▶ Dataset entries:
◆ ◆ ◆ ◆ ◆

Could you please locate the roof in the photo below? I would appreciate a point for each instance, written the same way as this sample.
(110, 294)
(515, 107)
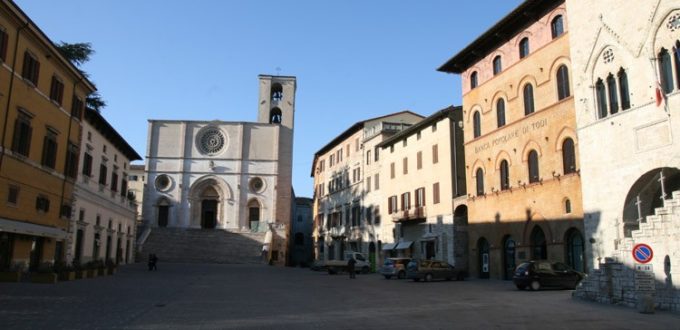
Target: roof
(102, 126)
(519, 19)
(435, 117)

◆ ◆ ◆ ◆ ◆

Could you copy every record above exactly, leaving out the pictures?

▶ Task answer:
Could you please locate the roof in the photo below? I would appreciate a point for each instance, written the same way as this sample.
(110, 294)
(515, 107)
Target: roof
(102, 126)
(519, 19)
(435, 117)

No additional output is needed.